Echo the rows below word for word, beginning at the line that contains "Any rusty metal" and stopping after the line that contains "[116,218,600,239]".

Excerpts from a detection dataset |
Begin

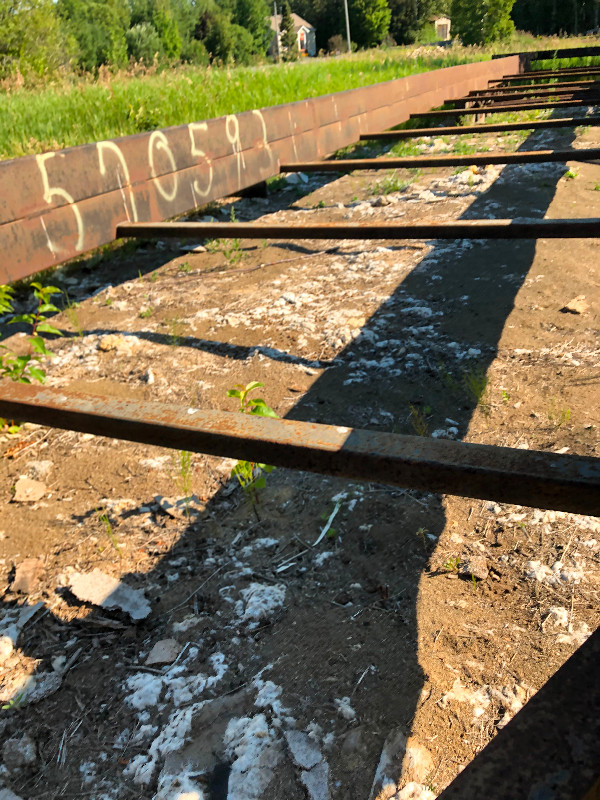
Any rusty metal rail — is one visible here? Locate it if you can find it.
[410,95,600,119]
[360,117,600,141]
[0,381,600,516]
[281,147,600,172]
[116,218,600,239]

End
Begin

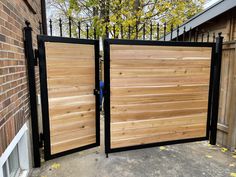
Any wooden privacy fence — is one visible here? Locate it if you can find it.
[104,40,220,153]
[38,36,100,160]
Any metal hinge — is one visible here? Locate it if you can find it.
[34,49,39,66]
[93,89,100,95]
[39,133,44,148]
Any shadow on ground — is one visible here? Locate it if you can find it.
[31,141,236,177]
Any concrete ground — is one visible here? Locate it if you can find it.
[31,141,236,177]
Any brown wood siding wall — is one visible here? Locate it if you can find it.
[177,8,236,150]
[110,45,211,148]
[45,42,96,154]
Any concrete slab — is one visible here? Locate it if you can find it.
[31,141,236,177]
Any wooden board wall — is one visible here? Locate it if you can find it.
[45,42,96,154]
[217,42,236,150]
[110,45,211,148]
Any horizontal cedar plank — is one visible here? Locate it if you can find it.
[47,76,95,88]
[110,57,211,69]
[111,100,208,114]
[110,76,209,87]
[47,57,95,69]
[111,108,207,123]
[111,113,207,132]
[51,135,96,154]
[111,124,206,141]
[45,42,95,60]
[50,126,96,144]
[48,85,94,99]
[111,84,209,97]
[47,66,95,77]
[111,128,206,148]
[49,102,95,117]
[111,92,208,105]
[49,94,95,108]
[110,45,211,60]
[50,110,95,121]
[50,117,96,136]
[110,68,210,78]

End
Begin

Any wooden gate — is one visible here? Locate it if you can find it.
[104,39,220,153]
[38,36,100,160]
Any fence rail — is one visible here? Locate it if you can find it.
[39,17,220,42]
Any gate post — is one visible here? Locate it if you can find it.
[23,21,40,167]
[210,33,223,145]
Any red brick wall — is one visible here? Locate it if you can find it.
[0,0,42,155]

End

Answer for this exercise |
Any rusty metal rail — is one visible here? Locate it if you can find it.
[410,95,600,119]
[360,117,600,141]
[0,381,600,516]
[281,147,600,172]
[116,218,600,239]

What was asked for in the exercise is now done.